## Working data
- - - - - - -

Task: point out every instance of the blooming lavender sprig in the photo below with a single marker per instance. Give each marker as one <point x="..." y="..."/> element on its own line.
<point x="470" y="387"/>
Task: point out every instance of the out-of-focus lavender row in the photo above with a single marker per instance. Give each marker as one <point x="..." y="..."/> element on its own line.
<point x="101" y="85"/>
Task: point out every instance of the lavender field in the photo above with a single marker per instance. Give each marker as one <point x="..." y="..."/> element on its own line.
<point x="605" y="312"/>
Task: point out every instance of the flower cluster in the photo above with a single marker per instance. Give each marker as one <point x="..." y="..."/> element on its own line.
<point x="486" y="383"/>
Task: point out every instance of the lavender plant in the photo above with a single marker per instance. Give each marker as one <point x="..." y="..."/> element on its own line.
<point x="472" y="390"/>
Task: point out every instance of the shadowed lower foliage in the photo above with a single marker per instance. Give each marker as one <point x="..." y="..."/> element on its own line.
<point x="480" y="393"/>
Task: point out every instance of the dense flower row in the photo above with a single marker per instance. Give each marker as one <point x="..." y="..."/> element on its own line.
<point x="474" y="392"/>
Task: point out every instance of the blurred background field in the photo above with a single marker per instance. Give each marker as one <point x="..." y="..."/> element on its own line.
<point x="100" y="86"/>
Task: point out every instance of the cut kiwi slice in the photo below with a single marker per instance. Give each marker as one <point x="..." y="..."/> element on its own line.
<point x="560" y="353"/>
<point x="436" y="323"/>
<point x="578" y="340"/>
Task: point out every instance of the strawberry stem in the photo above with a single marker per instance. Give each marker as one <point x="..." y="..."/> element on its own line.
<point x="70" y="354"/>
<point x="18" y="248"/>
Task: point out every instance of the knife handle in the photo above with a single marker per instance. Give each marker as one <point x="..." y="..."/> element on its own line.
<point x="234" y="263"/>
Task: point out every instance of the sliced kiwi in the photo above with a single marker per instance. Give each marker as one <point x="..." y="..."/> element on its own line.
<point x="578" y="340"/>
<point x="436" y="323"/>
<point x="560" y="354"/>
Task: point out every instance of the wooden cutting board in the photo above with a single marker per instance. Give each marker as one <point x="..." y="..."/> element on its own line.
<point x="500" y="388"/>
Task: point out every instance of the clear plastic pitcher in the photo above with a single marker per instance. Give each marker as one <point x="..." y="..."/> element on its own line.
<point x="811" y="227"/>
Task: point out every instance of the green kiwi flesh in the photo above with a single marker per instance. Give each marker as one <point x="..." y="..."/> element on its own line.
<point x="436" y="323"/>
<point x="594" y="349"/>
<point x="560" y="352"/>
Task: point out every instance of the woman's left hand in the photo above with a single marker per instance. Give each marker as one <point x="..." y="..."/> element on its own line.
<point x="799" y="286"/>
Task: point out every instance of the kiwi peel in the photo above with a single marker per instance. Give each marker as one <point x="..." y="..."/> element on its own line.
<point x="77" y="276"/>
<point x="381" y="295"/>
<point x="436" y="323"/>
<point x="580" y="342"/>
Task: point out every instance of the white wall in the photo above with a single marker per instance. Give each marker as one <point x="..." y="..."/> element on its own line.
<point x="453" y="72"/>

- - - - - - -

## Task directions
Word for word, quote the lines from the line containing "Task: point out every instance of the woman's" through the end of the material, both included, and nothing else.

## Task solution
Task: point out every instance of the woman's left hand in the photo above with a single marker per instance. Give each marker as one <point x="..." y="..."/> element on its own line.
<point x="799" y="286"/>
Task: point out every instance of the kiwi peel in the photo above with a single marker per instance. Give each marker as one <point x="..." y="..."/> element on its own line.
<point x="77" y="276"/>
<point x="381" y="295"/>
<point x="436" y="323"/>
<point x="580" y="342"/>
Task: point out every instance of the white wall in the photo above with a single marker per instance. Give each marker as one <point x="..." y="..."/> element on its own line.
<point x="453" y="72"/>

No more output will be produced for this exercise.